Direction: Convert the stretch from the line containing "If you could mark the high-rise" through the end of the listing into a Markdown table with two columns, Row and Line. Number each line in Row, put the line itself in Line, and leave out blank lines.
(begin)
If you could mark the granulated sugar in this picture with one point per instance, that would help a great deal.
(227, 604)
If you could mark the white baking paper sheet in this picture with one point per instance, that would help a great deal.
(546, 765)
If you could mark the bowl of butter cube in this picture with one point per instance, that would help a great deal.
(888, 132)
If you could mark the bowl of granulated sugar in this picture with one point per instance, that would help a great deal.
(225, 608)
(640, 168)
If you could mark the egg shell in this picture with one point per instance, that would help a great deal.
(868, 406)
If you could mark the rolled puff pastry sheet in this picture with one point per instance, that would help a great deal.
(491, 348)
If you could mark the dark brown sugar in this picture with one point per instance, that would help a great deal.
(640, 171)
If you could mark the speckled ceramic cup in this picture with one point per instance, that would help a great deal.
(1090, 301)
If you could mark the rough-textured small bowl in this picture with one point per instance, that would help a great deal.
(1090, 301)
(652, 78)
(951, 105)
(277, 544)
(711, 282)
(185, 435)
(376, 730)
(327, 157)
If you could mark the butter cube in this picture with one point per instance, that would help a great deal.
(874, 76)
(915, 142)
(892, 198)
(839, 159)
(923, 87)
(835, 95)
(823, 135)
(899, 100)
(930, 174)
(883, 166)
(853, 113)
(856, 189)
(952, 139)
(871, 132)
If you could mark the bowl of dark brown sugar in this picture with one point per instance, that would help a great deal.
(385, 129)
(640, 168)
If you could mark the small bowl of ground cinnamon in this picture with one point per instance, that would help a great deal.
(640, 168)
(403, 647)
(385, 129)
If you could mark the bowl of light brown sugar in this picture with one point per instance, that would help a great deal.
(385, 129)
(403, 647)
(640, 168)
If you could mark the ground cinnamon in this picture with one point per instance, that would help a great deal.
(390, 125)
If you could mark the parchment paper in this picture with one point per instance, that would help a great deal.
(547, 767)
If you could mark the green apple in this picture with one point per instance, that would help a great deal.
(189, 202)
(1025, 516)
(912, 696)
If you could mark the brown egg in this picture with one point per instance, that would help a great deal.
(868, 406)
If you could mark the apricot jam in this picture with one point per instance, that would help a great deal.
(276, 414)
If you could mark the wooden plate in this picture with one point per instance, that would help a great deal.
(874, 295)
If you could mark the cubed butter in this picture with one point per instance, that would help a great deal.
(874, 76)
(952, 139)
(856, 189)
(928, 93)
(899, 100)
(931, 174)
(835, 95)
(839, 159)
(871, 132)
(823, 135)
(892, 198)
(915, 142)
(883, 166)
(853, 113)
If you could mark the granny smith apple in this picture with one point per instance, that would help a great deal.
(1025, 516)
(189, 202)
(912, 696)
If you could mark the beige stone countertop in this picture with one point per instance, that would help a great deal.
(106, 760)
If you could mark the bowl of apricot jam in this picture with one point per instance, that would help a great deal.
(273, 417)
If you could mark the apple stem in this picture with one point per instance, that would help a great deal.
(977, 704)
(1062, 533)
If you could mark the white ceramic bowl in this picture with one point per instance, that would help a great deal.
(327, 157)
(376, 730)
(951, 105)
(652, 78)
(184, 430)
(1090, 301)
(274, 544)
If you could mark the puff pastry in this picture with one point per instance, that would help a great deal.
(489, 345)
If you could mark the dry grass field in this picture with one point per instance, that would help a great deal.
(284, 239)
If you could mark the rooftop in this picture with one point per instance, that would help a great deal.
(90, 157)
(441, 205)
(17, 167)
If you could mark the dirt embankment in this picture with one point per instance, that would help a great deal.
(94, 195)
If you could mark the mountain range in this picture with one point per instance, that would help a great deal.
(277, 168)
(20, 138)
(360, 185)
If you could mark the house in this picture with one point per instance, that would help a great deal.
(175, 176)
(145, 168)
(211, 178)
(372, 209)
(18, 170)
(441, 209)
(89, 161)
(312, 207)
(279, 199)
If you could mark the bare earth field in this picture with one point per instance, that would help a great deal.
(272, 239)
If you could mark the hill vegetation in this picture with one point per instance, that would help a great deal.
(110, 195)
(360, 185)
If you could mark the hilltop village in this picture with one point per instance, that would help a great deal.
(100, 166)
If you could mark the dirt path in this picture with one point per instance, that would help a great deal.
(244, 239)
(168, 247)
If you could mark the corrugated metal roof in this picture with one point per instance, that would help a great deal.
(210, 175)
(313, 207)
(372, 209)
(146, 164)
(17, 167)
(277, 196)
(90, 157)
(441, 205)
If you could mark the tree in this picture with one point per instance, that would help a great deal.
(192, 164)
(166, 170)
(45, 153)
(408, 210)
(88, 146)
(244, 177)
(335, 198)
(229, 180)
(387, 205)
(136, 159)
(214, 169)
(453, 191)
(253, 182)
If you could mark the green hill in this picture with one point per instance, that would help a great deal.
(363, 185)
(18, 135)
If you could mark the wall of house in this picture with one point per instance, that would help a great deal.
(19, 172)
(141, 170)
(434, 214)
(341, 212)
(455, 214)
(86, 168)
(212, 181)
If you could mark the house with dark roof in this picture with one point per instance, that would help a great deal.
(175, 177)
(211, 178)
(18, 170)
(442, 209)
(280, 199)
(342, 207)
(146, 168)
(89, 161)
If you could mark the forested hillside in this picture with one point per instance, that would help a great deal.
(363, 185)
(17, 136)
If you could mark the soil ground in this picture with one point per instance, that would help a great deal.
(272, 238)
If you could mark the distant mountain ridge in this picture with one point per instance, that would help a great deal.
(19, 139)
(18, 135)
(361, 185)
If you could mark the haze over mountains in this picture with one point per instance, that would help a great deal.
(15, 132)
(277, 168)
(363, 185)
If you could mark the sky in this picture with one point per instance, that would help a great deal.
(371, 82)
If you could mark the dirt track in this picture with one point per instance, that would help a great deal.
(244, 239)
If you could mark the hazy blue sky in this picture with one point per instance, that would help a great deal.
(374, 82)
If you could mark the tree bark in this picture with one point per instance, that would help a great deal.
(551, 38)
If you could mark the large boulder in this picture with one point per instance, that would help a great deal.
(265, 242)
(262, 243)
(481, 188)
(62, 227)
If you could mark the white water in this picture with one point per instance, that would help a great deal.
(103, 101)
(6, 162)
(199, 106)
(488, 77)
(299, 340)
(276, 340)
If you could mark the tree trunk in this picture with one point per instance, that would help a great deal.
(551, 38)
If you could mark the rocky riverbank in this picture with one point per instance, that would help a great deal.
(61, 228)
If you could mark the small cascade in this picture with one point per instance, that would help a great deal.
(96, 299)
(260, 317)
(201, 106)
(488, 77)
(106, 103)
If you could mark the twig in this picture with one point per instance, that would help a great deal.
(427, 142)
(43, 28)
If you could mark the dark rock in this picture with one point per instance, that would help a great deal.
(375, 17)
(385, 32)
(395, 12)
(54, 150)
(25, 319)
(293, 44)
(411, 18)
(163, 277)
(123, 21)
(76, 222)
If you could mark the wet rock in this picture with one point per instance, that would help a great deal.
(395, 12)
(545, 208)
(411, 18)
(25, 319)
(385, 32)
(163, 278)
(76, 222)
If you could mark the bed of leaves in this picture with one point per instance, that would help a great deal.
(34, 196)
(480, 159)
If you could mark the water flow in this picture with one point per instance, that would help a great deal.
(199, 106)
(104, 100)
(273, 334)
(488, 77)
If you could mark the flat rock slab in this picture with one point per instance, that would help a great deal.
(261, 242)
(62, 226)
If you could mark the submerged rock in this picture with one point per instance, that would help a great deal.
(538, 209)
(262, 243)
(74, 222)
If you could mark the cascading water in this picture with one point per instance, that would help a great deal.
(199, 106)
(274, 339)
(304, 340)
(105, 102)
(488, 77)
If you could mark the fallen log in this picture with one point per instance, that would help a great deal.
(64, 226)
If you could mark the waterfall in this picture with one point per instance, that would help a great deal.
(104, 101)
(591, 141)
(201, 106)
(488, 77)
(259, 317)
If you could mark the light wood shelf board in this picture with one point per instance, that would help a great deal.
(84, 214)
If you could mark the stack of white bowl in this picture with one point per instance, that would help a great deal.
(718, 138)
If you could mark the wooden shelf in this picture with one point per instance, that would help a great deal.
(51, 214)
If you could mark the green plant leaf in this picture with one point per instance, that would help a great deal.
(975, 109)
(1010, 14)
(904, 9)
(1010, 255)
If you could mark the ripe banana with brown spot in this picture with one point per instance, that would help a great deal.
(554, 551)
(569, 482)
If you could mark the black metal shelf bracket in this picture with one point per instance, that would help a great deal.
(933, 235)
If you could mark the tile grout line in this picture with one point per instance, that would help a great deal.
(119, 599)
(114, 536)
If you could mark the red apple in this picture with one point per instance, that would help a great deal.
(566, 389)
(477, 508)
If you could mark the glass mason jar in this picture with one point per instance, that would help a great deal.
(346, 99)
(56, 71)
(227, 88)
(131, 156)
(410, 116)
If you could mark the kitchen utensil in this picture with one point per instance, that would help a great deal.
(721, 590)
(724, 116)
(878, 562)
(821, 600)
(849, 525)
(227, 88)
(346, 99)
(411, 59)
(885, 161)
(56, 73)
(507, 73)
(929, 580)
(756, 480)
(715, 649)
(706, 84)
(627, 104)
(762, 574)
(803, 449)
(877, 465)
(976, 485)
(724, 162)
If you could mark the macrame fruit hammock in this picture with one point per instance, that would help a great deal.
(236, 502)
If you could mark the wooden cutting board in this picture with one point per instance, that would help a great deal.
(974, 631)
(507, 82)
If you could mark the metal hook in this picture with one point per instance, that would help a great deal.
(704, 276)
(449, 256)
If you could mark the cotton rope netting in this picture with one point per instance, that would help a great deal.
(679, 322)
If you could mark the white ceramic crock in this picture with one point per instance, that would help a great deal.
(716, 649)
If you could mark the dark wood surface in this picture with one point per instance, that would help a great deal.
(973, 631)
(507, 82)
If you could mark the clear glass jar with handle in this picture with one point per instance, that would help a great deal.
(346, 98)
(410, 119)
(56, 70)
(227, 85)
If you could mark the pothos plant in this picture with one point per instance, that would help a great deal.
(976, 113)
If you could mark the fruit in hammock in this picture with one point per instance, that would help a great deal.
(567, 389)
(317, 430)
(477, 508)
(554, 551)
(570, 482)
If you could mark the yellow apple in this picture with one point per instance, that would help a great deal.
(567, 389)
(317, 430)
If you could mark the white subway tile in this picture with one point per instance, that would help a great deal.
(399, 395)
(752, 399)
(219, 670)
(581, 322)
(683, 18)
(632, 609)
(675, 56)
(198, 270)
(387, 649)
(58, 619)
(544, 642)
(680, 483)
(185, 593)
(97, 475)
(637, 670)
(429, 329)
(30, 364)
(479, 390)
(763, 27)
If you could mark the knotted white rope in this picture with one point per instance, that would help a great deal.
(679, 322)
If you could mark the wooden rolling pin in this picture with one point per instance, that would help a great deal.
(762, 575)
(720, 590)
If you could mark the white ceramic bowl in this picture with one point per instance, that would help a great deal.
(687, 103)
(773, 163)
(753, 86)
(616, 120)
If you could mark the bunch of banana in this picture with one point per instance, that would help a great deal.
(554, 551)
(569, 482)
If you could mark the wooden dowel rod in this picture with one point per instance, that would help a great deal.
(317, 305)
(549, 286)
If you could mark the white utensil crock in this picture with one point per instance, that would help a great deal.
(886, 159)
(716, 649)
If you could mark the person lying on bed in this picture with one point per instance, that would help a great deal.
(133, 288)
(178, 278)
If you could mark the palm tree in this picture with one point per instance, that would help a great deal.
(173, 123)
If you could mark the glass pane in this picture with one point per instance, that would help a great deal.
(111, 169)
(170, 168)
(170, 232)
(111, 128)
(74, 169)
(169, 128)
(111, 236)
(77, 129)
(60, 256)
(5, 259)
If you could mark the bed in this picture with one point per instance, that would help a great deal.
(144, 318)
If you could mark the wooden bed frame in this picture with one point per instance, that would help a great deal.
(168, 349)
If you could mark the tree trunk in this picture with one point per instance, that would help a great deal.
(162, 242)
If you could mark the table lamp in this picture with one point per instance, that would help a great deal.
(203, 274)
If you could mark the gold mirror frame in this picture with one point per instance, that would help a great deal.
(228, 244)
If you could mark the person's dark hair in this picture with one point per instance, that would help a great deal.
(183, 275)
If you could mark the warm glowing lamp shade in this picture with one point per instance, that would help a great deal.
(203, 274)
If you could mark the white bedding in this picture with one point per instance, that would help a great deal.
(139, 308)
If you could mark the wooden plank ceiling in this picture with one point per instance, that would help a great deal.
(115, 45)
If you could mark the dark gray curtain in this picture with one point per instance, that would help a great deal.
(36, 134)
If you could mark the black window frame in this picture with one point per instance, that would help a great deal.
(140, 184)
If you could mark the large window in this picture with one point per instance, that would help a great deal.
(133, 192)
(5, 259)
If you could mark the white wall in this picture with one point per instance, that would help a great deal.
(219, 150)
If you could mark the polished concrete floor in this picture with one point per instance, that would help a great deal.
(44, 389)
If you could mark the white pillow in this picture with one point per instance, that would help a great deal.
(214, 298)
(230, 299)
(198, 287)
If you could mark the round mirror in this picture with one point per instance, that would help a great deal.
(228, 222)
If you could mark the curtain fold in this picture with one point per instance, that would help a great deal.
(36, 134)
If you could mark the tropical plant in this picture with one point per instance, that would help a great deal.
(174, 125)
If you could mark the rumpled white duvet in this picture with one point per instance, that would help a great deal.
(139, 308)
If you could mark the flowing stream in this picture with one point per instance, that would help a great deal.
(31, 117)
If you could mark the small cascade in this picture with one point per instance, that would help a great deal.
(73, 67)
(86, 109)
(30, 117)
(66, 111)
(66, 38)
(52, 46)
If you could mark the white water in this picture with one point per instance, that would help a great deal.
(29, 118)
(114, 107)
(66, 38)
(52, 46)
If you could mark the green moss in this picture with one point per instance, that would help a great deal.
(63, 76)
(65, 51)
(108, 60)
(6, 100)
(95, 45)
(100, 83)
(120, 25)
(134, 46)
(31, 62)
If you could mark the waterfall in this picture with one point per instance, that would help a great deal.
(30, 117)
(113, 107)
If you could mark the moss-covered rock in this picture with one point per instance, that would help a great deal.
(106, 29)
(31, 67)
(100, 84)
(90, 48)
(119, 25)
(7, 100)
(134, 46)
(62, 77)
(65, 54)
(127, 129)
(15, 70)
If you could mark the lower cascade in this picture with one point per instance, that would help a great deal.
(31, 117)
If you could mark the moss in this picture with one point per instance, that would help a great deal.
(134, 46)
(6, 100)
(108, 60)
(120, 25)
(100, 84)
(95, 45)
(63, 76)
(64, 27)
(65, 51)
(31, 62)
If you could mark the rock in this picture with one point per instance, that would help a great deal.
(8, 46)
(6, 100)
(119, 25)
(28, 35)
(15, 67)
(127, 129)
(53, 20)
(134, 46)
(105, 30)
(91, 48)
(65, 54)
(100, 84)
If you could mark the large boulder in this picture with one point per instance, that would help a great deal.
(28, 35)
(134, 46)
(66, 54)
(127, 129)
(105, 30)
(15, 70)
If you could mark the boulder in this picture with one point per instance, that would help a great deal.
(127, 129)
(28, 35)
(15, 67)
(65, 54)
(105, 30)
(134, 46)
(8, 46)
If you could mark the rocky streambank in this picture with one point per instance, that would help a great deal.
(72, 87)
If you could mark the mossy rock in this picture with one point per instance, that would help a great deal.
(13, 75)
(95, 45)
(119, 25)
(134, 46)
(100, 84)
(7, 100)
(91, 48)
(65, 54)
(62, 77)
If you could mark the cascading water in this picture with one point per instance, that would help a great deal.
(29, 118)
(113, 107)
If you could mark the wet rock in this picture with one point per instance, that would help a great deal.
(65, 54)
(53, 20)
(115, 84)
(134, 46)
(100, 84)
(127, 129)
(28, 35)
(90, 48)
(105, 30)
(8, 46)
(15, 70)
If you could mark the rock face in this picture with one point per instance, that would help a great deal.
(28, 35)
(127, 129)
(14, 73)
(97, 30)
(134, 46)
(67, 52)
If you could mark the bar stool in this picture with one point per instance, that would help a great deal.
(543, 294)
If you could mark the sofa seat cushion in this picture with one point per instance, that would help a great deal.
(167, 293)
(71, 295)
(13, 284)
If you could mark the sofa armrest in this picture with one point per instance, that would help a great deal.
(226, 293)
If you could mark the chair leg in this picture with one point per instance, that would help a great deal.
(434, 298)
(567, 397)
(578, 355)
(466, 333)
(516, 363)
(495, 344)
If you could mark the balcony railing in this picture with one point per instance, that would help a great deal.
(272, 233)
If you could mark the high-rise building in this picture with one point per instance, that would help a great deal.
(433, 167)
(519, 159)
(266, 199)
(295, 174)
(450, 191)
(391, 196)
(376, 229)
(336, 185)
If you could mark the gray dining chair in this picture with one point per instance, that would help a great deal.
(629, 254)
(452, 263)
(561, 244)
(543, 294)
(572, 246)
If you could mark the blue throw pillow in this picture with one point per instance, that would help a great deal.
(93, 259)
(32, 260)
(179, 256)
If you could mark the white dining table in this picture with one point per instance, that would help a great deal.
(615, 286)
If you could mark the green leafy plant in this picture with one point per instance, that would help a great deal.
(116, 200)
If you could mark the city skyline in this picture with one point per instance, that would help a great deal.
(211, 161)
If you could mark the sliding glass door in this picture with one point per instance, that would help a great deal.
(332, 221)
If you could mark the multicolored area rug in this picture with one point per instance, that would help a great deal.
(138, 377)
(end)
Response to this exercise:
| Row | Line |
|---|---|
| 1 | If you could mark the high-rise building in this picture with one point per instance, that would help a great deal. |
| 2 | (433, 167) |
| 3 | (519, 159) |
| 4 | (266, 199) |
| 5 | (295, 174) |
| 6 | (450, 191) |
| 7 | (391, 196) |
| 8 | (376, 229) |
| 9 | (336, 185) |
| 10 | If you could mark the gray dining chair in this picture with one point per instance, that would help a great deal. |
| 11 | (629, 254) |
| 12 | (452, 263) |
| 13 | (561, 244) |
| 14 | (543, 294) |
| 15 | (572, 246) |
| 16 | If you could mark the blue throw pillow in this picture with one point per instance, that would help a great deal. |
| 17 | (93, 259) |
| 18 | (32, 260) |
| 19 | (179, 256) |
| 20 | If you could mark the white dining table in this picture with one point per instance, that would help a great deal. |
| 21 | (615, 286) |
| 22 | If you could mark the green leafy plant in this picture with one point per instance, that would help a great deal. |
| 23 | (116, 200) |
| 24 | If you could mark the city skyline in this picture with one point per instance, that would help a great deal. |
| 25 | (211, 161) |
| 26 | If you could mark the sliding glass door in this picture with one point per instance, that would help a great deal. |
| 27 | (332, 221) |
| 28 | If you could mark the multicolored area rug in this picture with one point per instance, that would help a great deal. |
| 29 | (138, 377) |